Your assignment:
Where a line below holds the string "bushes", that line goes into the answer.

Data:
* * * *

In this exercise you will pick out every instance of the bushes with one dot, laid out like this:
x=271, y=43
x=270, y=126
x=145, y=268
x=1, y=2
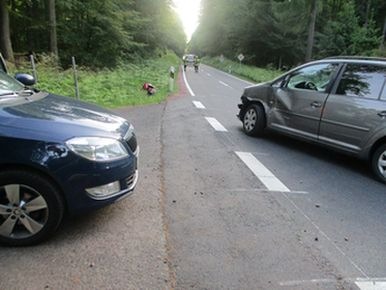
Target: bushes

* * * *

Answer box:
In this exercise you will pick out every instance of the bushes with one dot, laid out like this:
Target: bushes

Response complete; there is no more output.